### Data supplied

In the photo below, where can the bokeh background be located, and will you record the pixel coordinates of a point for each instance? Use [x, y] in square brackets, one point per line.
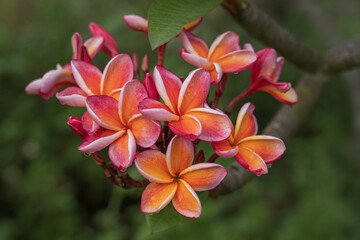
[50, 190]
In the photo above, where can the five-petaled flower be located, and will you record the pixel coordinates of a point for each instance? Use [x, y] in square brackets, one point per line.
[265, 73]
[90, 81]
[184, 106]
[224, 55]
[62, 76]
[174, 178]
[252, 152]
[123, 127]
[122, 114]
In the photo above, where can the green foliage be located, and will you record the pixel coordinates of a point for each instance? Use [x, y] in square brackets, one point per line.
[167, 17]
[164, 220]
[50, 190]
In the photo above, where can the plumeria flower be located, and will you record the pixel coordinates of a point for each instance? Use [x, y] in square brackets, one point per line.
[173, 178]
[140, 24]
[265, 73]
[62, 76]
[184, 106]
[252, 151]
[123, 127]
[224, 55]
[90, 81]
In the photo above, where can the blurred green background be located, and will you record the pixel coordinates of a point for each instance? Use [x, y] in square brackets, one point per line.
[50, 190]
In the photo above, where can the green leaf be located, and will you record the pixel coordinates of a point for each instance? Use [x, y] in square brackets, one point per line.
[167, 17]
[165, 219]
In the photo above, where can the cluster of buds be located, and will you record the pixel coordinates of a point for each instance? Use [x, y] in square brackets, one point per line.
[158, 122]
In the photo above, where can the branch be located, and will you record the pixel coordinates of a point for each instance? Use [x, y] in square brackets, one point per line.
[344, 57]
[308, 89]
[283, 125]
[266, 30]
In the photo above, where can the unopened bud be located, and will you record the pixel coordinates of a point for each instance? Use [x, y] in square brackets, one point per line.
[136, 64]
[145, 64]
[150, 87]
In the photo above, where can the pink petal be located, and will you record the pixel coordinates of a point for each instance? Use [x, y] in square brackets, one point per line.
[136, 23]
[104, 111]
[156, 110]
[77, 127]
[216, 126]
[109, 46]
[145, 162]
[267, 147]
[156, 196]
[224, 149]
[85, 55]
[194, 91]
[150, 87]
[185, 201]
[265, 65]
[223, 44]
[99, 140]
[168, 86]
[179, 155]
[76, 42]
[145, 131]
[93, 45]
[116, 73]
[193, 44]
[72, 96]
[203, 176]
[216, 74]
[87, 77]
[187, 126]
[246, 124]
[236, 61]
[90, 126]
[130, 97]
[195, 59]
[33, 87]
[279, 64]
[248, 46]
[251, 161]
[122, 151]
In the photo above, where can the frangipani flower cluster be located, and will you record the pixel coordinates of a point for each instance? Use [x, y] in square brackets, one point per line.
[156, 119]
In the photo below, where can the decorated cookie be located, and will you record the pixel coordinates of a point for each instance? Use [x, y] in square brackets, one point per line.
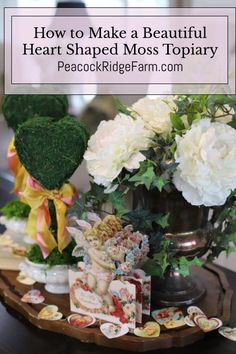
[111, 330]
[228, 332]
[50, 313]
[33, 297]
[207, 324]
[167, 314]
[24, 279]
[192, 312]
[149, 330]
[81, 321]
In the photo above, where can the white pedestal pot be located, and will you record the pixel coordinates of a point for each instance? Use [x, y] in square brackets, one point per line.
[55, 278]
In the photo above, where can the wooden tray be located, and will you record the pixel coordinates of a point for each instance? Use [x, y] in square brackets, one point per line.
[217, 302]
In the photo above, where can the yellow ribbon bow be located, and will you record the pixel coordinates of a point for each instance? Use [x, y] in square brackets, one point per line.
[17, 169]
[39, 220]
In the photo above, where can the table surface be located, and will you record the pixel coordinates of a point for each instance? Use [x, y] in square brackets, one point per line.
[17, 336]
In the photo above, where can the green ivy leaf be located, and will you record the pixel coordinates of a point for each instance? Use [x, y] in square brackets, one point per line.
[159, 183]
[162, 220]
[184, 264]
[121, 108]
[153, 268]
[145, 176]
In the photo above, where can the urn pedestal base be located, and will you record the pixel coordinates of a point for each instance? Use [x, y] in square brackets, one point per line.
[176, 290]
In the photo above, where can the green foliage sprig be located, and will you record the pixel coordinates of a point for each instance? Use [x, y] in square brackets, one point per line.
[15, 209]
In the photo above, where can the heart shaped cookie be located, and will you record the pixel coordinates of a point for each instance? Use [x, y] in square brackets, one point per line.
[51, 151]
[111, 330]
[50, 313]
[33, 297]
[17, 109]
[228, 332]
[149, 330]
[192, 312]
[81, 321]
[207, 324]
[24, 279]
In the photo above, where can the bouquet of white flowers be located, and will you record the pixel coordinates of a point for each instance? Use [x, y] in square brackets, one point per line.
[184, 144]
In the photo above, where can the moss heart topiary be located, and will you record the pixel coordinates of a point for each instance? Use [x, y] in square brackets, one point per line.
[51, 150]
[19, 108]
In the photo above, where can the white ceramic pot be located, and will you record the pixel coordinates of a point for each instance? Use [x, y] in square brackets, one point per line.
[55, 278]
[14, 225]
[35, 271]
[16, 228]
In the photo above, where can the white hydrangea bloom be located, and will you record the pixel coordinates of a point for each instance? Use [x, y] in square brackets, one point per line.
[206, 154]
[156, 113]
[116, 145]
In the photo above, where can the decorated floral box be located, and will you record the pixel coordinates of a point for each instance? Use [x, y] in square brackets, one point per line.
[118, 305]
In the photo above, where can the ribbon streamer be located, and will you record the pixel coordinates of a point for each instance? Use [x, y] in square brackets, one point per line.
[39, 220]
[18, 170]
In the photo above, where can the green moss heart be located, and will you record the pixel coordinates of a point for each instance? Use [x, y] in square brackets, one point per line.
[51, 150]
[19, 108]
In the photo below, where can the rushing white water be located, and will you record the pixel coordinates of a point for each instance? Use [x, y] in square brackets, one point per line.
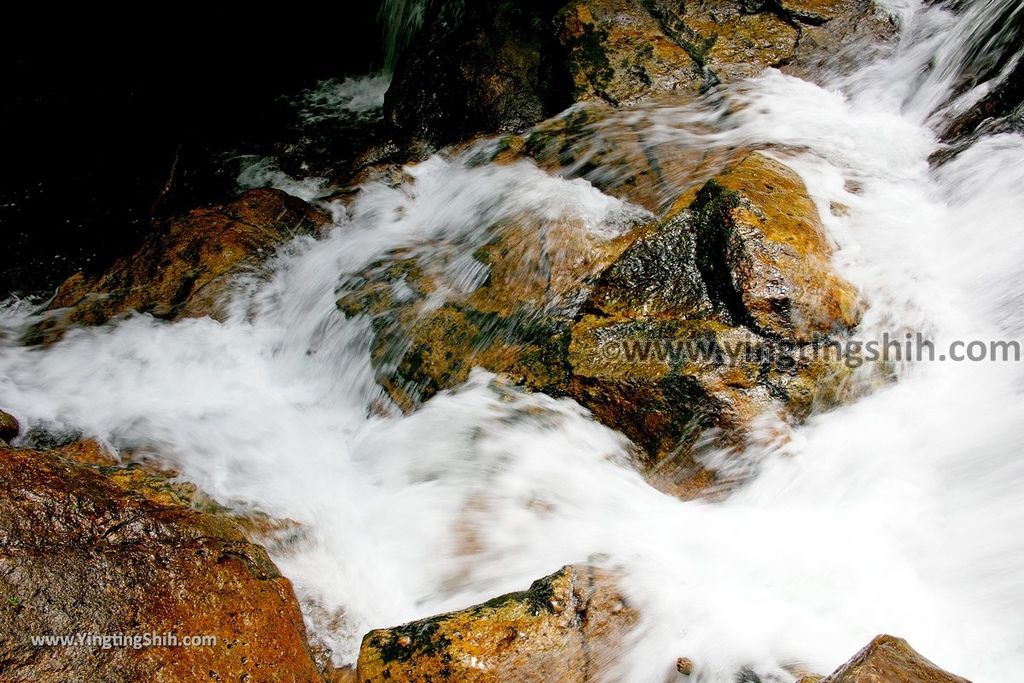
[898, 513]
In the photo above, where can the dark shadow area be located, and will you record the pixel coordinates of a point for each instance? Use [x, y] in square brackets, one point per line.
[105, 130]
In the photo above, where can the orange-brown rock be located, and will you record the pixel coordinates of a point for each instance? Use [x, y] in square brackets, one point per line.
[886, 659]
[701, 321]
[619, 52]
[612, 152]
[567, 627]
[185, 269]
[758, 221]
[85, 553]
[9, 427]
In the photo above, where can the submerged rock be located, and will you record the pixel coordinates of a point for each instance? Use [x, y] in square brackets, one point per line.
[619, 52]
[495, 67]
[9, 428]
[88, 553]
[888, 658]
[479, 67]
[701, 321]
[185, 270]
[566, 627]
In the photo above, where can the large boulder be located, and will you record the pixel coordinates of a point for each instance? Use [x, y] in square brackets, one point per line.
[478, 67]
[492, 67]
[888, 658]
[604, 145]
[763, 251]
[185, 269]
[566, 627]
[619, 52]
[9, 427]
[82, 552]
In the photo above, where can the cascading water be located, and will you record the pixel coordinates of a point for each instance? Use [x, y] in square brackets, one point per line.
[898, 513]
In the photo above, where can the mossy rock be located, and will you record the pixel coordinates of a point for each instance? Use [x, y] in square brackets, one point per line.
[566, 627]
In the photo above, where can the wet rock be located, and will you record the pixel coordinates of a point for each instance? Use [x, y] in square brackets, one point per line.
[890, 658]
[623, 52]
[710, 318]
[764, 254]
[566, 627]
[1001, 109]
[185, 270]
[836, 36]
[700, 322]
[728, 40]
[607, 147]
[480, 67]
[525, 285]
[83, 552]
[9, 428]
[619, 52]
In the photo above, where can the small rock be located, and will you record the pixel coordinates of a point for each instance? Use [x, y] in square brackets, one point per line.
[684, 666]
[9, 428]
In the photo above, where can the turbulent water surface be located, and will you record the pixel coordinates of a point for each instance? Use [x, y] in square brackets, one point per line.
[899, 513]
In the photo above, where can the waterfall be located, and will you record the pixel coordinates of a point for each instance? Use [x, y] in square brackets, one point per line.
[898, 513]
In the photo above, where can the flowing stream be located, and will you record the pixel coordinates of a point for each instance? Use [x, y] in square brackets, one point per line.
[899, 513]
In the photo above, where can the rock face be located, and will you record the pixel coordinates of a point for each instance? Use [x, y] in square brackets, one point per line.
[488, 67]
[602, 144]
[619, 52]
[567, 627]
[758, 221]
[184, 270]
[476, 67]
[9, 427]
[889, 658]
[704, 319]
[83, 552]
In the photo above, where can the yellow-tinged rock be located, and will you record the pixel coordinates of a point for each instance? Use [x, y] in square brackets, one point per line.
[758, 220]
[888, 658]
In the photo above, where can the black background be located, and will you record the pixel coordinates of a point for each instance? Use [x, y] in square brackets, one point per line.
[94, 110]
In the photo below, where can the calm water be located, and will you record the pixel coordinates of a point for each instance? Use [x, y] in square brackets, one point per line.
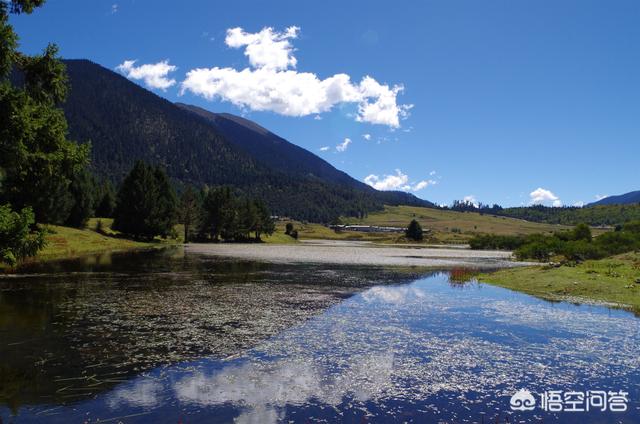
[183, 338]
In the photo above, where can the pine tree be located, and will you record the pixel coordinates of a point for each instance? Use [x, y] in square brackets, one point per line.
[189, 211]
[414, 231]
[146, 203]
[82, 190]
[265, 223]
[17, 241]
[107, 201]
[36, 159]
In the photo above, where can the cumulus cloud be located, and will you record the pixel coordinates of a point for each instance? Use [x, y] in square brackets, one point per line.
[344, 145]
[154, 75]
[541, 196]
[265, 49]
[397, 181]
[273, 84]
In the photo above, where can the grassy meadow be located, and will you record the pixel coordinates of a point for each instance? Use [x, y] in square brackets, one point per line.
[614, 281]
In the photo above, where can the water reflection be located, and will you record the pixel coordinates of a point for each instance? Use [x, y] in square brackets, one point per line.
[306, 344]
[75, 328]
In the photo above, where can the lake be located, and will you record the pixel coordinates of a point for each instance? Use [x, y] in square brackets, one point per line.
[181, 336]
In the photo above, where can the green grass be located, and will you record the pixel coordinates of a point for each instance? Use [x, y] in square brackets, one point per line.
[610, 281]
[453, 227]
[65, 242]
[319, 231]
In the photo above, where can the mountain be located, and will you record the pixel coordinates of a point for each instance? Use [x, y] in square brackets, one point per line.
[621, 199]
[124, 123]
[271, 149]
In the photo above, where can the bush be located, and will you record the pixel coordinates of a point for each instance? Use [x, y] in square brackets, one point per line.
[288, 228]
[17, 240]
[496, 242]
[414, 231]
[581, 250]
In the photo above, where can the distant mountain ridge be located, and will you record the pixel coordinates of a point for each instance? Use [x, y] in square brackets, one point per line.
[621, 199]
[124, 123]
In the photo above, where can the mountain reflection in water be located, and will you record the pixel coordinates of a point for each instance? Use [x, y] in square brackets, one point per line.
[214, 341]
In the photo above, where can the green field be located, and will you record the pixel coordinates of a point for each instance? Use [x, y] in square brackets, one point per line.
[610, 281]
[65, 242]
[450, 226]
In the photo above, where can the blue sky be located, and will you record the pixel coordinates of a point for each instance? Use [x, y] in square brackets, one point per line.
[499, 98]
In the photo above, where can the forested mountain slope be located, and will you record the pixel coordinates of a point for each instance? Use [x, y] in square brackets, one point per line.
[124, 123]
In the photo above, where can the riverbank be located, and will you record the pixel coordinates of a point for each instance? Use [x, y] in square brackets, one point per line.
[613, 281]
[359, 253]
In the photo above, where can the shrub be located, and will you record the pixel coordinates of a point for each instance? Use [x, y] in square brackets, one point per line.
[414, 231]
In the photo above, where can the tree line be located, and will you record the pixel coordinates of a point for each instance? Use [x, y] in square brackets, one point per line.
[574, 245]
[148, 206]
[45, 177]
[40, 169]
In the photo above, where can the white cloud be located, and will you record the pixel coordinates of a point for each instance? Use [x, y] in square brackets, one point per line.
[265, 49]
[344, 145]
[397, 181]
[422, 184]
[154, 75]
[273, 84]
[542, 196]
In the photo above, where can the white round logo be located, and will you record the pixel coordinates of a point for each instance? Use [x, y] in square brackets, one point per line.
[523, 400]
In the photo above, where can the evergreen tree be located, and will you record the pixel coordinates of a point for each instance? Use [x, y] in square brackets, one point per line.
[414, 231]
[214, 212]
[36, 159]
[146, 203]
[82, 190]
[189, 211]
[17, 241]
[247, 220]
[106, 201]
[265, 224]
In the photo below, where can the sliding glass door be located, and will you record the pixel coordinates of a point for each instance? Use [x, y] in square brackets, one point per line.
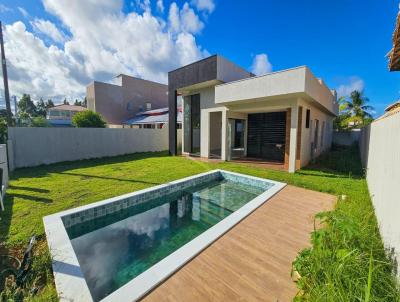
[236, 130]
[192, 124]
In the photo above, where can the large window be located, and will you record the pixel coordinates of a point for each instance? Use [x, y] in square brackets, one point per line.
[192, 124]
[316, 133]
[308, 113]
[239, 134]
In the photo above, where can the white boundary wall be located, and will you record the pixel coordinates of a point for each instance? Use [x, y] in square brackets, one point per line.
[29, 147]
[380, 154]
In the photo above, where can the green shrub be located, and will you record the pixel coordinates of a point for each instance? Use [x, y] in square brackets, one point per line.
[88, 119]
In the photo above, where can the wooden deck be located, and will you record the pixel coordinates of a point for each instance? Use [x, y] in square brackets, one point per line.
[253, 261]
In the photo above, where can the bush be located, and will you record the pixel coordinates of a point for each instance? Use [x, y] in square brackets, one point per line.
[88, 119]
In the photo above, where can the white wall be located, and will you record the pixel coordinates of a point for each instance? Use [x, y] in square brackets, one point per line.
[346, 138]
[307, 134]
[380, 152]
[4, 163]
[30, 147]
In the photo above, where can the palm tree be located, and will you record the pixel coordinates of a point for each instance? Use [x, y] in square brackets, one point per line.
[355, 110]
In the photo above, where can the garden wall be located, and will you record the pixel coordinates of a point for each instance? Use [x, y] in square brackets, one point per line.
[30, 147]
[346, 138]
[380, 155]
[4, 163]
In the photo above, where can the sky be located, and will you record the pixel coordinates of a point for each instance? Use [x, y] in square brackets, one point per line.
[55, 48]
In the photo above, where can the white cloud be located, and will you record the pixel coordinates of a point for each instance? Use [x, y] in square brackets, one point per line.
[184, 20]
[102, 42]
[4, 9]
[48, 28]
[204, 5]
[261, 65]
[353, 83]
[23, 11]
[160, 5]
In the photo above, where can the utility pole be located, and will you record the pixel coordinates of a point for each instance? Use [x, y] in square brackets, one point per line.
[5, 78]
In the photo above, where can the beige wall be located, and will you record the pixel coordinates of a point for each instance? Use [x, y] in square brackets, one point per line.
[118, 103]
[307, 134]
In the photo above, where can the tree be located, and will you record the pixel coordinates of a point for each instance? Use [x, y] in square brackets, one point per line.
[354, 111]
[88, 119]
[41, 108]
[49, 104]
[3, 113]
[3, 130]
[26, 105]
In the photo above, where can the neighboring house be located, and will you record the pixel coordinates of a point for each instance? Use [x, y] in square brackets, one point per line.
[283, 117]
[126, 97]
[394, 54]
[391, 109]
[153, 119]
[61, 115]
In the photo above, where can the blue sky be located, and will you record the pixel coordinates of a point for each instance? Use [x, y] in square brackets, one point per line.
[344, 42]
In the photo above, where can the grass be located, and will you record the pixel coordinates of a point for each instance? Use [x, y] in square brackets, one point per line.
[346, 262]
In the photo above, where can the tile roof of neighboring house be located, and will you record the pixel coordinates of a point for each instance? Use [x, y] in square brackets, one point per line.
[67, 107]
[394, 54]
[60, 122]
[157, 116]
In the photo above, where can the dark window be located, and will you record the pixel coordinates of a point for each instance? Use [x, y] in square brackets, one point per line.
[308, 118]
[239, 134]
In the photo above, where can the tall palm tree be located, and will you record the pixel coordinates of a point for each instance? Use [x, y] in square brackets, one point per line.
[356, 109]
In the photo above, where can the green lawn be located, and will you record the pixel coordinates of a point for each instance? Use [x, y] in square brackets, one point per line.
[336, 269]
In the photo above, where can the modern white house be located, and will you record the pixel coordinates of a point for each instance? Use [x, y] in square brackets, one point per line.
[61, 115]
[283, 117]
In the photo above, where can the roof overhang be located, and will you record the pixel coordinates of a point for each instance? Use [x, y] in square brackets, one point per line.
[287, 84]
[394, 54]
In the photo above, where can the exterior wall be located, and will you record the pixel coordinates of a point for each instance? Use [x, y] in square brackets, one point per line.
[273, 84]
[317, 90]
[4, 164]
[307, 134]
[118, 103]
[346, 138]
[228, 71]
[213, 69]
[379, 148]
[30, 147]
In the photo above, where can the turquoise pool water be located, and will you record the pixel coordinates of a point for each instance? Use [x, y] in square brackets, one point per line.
[114, 249]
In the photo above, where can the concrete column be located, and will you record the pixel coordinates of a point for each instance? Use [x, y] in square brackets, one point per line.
[172, 105]
[204, 133]
[293, 138]
[224, 136]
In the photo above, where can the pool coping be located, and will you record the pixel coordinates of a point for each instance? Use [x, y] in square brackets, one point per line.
[70, 282]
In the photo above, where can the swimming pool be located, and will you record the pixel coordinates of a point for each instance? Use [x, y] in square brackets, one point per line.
[124, 246]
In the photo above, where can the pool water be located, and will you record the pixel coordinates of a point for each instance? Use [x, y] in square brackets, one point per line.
[114, 249]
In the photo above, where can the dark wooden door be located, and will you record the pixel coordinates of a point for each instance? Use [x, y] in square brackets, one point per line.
[266, 136]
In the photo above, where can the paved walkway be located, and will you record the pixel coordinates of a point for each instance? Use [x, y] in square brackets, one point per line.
[253, 261]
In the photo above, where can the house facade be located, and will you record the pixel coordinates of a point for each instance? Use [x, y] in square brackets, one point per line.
[124, 98]
[61, 115]
[283, 117]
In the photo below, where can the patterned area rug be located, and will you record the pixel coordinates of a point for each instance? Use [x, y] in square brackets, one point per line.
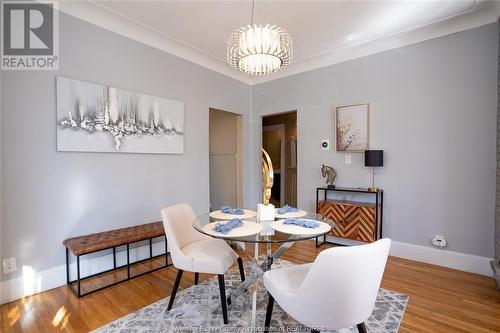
[198, 309]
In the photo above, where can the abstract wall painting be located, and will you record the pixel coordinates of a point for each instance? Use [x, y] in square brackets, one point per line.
[352, 127]
[97, 118]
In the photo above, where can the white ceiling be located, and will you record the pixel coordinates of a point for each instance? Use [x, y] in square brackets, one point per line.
[323, 32]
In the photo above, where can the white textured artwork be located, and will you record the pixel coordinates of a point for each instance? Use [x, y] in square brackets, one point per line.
[98, 118]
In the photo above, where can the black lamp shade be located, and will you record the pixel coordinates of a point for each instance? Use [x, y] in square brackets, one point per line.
[374, 158]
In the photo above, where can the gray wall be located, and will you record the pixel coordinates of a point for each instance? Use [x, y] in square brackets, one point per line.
[497, 208]
[434, 114]
[49, 195]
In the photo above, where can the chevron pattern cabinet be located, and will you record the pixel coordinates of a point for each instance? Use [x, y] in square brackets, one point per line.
[360, 221]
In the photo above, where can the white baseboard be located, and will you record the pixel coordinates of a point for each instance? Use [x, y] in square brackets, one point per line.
[31, 282]
[34, 282]
[456, 260]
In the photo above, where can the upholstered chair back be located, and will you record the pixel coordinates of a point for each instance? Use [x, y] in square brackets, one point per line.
[178, 224]
[341, 287]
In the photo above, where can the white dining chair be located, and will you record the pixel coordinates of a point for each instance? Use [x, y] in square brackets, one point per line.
[195, 252]
[338, 290]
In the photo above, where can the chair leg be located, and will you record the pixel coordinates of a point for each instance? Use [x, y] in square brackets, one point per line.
[362, 328]
[269, 312]
[242, 271]
[222, 287]
[174, 290]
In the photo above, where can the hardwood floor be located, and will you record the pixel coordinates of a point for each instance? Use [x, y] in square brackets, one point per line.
[441, 299]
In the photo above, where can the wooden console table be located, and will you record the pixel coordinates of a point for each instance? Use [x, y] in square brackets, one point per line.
[356, 220]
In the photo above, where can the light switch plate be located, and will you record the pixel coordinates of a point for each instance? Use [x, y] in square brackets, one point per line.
[325, 144]
[9, 265]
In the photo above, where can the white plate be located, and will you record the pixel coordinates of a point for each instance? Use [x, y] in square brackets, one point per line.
[247, 229]
[293, 229]
[223, 216]
[297, 214]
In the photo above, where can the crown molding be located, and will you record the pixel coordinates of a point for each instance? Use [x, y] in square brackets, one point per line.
[472, 19]
[95, 14]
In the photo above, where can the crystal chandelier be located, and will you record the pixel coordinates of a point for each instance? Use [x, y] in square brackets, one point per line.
[259, 49]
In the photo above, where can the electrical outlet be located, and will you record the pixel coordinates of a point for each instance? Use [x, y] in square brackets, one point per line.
[439, 241]
[9, 265]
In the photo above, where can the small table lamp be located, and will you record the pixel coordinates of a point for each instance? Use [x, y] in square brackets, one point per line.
[374, 158]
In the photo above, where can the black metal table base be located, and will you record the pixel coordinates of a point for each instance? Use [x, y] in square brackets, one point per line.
[77, 289]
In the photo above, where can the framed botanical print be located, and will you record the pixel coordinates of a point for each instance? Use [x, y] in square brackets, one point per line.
[352, 124]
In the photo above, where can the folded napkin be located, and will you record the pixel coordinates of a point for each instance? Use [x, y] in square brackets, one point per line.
[232, 211]
[228, 226]
[301, 223]
[287, 209]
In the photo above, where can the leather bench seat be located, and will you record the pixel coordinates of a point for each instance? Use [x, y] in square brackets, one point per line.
[108, 239]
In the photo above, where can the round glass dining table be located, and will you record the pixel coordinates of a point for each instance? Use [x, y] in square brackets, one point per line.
[259, 232]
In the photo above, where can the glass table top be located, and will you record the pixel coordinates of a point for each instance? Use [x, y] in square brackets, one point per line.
[265, 231]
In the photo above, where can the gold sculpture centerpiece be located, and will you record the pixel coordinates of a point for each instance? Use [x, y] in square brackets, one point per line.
[267, 176]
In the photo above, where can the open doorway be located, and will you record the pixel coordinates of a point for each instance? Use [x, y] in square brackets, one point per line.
[279, 139]
[226, 168]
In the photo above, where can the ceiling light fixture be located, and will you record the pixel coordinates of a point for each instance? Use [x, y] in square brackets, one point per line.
[258, 49]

######

● Description of the task
Only the lines from the one that contains "In the photo above, where can the gold" through the last line should be repeated, each exactly as it stands, with both ends included.

● Result for this task
In the photo above, where can the gold sculpture centerpiece be located, and will you record the pixel coordinates of a point for each instance? Use [x, y] in square brackets, one point per line.
[267, 176]
In the photo above, where can the open doorway be located, and will you record the pixel coordinates of a point for each instance? Use [x, y] in square brackets, one point per line.
[279, 139]
[226, 168]
In the photo above, where can the ceiling light fixture be located, and will you record the pixel coordinates of a point for each instance? Use [x, y] in square brackets, one point per line.
[258, 49]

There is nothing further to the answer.